## WHAT TO PRODUCE
Below are records that contain pictures; transcribe the text exactly and omit the pictures.

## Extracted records
◆ ◆ ◆ ◆ ◆ ◆ ◆

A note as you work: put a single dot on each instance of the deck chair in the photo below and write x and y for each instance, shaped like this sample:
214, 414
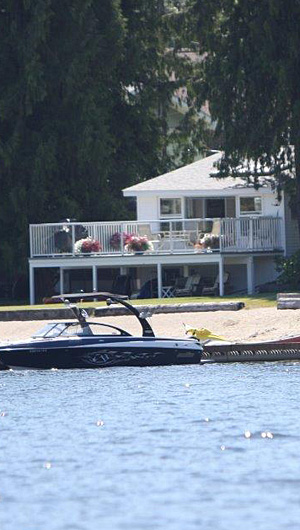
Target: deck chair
213, 290
190, 286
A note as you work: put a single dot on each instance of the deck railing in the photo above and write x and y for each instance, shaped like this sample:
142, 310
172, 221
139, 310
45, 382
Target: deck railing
247, 234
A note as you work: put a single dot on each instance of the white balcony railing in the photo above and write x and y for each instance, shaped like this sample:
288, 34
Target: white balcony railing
247, 234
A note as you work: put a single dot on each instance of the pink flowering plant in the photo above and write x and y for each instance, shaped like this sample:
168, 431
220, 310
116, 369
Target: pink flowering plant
87, 246
116, 238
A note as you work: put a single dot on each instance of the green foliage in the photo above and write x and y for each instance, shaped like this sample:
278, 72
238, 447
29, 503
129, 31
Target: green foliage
84, 96
289, 271
250, 74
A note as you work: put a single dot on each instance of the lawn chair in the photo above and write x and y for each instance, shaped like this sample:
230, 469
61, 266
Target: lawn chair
213, 290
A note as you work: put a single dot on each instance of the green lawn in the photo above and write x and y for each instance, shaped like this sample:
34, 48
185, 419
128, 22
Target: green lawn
261, 300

◆ ◆ ◆ ◆ ◆ ◆ ◆

## SOLUTION FOR THIS TASK
A note as you work: put a single dot on each instance of the deck chair in the photo below and write x and y for each instance, shaped like this sample:
214, 414
Target: deck chair
213, 290
190, 286
A note as you work: put a single dot on each instance of the deck railing in the photo above and write x and y for each instance, shaped like this sample:
142, 310
172, 221
139, 310
45, 382
Target: deck railing
247, 234
A note as you work: put a single dot on each instance of the white balcony railing in the photo above and write x and y for each instance, shaped like this sample:
288, 34
Target: white balcony railing
247, 234
A note as you work: put a single dot on each instance of the pink flowering plant in the photo above and write x and y for each instance, shaped like this sample:
168, 431
220, 310
116, 369
Target: pink flowering plant
87, 246
116, 238
A note as you work: put a single dot on each instance of the green foliage in the photo above and write x and y for each instance, shaped like this sample:
278, 72
238, 447
29, 503
129, 31
Target: green foliage
84, 96
289, 271
250, 74
A note as you work: put a single dot on each instance of the lawn chair in the photo above and write x and y for each instance, shaped like this sample:
230, 469
61, 266
Target: lawn chair
213, 290
A note as you work: put a single dot on each instance of the green lawn in the photo above and write x and y for each instance, shaped like this sample:
34, 48
185, 419
128, 22
Target: green lawn
261, 300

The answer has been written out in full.